Material shown -
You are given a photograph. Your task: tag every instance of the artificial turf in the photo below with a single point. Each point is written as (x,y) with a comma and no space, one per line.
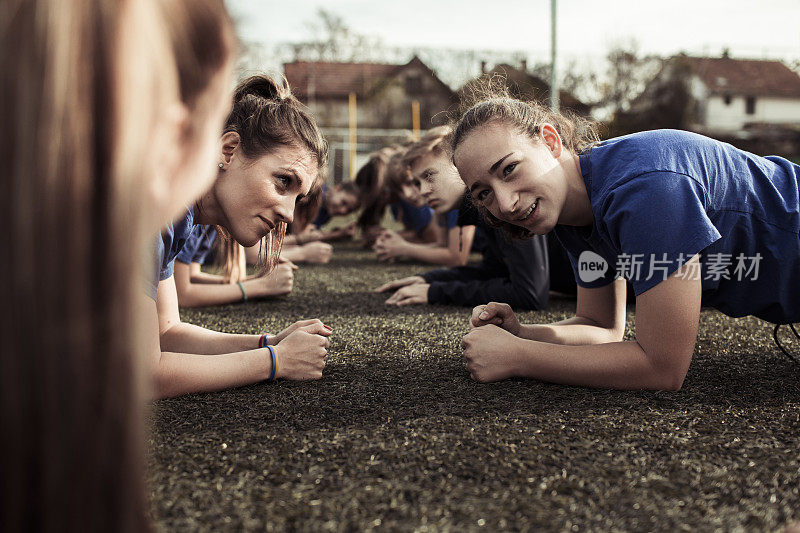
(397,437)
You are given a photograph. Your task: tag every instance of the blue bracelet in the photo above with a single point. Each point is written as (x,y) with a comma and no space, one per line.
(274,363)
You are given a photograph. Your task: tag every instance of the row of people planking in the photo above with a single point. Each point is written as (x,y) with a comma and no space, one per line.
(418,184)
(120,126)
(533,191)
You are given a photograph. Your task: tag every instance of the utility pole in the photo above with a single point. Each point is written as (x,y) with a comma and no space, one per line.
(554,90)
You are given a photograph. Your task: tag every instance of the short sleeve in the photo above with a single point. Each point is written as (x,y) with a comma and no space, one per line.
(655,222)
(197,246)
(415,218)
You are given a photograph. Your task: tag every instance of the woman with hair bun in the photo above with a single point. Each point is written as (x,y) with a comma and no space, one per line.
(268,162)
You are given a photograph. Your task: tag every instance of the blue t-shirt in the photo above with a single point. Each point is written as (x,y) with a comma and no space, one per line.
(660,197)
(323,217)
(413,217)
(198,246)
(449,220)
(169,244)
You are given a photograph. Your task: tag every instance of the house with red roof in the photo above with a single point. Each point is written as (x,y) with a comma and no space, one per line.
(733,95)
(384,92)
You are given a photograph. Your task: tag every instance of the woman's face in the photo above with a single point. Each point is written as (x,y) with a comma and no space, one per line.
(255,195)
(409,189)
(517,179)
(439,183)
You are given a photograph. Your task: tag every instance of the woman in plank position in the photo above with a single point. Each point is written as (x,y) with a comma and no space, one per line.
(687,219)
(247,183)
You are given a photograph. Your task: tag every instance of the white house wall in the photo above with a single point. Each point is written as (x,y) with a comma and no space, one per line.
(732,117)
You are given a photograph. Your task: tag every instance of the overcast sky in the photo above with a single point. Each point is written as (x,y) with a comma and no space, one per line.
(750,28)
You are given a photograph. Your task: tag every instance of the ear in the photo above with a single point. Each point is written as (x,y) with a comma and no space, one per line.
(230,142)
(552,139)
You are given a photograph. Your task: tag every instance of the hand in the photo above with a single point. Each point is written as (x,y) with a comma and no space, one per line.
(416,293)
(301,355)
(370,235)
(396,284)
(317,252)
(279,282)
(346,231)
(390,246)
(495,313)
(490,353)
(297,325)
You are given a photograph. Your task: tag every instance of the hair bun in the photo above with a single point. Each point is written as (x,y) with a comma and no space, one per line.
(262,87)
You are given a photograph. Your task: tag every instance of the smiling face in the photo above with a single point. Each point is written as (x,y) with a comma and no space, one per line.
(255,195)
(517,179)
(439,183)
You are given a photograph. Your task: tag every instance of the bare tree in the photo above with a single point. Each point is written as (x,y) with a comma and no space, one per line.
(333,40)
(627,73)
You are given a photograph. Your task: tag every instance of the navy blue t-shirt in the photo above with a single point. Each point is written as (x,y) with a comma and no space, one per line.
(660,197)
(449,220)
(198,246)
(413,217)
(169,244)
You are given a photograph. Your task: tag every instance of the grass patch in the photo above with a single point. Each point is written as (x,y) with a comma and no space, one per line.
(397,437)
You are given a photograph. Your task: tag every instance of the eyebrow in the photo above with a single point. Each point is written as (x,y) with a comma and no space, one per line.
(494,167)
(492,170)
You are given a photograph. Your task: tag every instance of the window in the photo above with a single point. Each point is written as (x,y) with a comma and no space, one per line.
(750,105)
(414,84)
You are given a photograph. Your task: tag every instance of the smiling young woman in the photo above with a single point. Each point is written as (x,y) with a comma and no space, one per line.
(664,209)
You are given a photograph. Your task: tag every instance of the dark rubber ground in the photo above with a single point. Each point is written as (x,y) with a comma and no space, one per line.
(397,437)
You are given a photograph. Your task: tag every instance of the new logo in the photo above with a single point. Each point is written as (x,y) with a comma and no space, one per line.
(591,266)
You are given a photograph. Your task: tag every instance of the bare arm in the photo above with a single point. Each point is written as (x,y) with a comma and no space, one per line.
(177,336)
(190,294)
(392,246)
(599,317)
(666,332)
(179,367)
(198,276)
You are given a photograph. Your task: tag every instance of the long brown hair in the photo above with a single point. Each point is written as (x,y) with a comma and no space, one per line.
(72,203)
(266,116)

--

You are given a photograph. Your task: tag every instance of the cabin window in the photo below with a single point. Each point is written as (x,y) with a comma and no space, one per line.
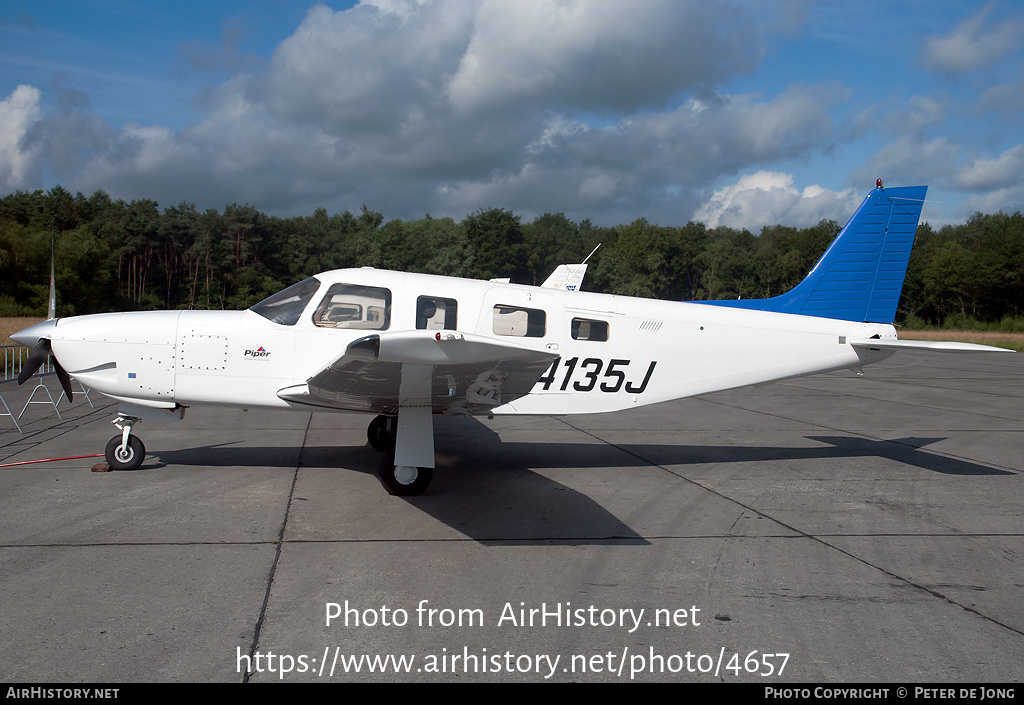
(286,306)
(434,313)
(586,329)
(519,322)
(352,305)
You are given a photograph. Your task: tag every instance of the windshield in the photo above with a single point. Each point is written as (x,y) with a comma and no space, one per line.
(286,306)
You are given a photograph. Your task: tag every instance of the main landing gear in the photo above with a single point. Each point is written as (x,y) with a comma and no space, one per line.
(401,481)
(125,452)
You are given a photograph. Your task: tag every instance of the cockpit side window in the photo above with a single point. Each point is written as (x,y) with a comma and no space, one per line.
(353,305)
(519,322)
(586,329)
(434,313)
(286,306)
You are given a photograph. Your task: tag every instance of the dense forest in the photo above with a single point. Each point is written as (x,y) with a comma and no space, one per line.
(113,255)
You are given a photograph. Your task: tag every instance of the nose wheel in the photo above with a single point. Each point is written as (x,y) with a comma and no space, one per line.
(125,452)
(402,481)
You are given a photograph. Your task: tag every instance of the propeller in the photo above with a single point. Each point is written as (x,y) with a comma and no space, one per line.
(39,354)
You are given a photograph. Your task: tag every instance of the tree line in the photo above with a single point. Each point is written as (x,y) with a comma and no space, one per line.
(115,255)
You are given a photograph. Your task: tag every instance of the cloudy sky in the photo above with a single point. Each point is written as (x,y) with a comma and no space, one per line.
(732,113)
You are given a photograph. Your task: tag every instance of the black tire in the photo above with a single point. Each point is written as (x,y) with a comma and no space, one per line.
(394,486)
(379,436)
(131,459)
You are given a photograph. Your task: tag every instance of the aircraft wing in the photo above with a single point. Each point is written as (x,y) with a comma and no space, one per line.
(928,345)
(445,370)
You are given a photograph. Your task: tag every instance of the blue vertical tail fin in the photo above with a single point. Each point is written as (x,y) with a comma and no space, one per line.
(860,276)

---

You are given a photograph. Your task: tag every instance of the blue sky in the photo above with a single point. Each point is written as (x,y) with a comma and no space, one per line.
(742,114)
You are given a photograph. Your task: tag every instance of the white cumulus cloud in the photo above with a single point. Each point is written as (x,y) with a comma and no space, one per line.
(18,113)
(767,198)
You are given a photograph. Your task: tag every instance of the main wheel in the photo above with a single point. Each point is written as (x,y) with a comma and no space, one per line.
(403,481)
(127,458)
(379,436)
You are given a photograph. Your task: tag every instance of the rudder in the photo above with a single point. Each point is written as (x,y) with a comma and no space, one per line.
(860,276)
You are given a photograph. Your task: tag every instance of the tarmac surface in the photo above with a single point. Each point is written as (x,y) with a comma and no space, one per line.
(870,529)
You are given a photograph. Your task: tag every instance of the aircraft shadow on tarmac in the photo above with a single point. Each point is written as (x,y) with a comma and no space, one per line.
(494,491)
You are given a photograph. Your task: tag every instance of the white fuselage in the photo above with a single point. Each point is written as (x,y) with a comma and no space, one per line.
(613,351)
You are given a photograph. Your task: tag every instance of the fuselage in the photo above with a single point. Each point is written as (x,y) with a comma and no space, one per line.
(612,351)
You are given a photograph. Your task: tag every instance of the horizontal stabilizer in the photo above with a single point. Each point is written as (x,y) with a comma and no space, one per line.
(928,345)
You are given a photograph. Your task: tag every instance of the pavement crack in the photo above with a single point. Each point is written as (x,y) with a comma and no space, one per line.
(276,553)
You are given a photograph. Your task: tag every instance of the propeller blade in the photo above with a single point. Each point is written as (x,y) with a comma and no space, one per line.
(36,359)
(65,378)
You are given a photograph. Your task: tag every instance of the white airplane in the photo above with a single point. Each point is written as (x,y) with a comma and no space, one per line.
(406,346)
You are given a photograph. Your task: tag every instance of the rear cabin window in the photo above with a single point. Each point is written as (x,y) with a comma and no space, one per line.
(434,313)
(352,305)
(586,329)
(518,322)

Exercise goal - Report every line of the data above that contains the word "nose", copying each such line in full.

Answer for the task -
You are given a photograph. Your task: tag every instance of the nose wheel in the photo above with a single point. Each point is written as (x,y) with a comma and no space, one per line.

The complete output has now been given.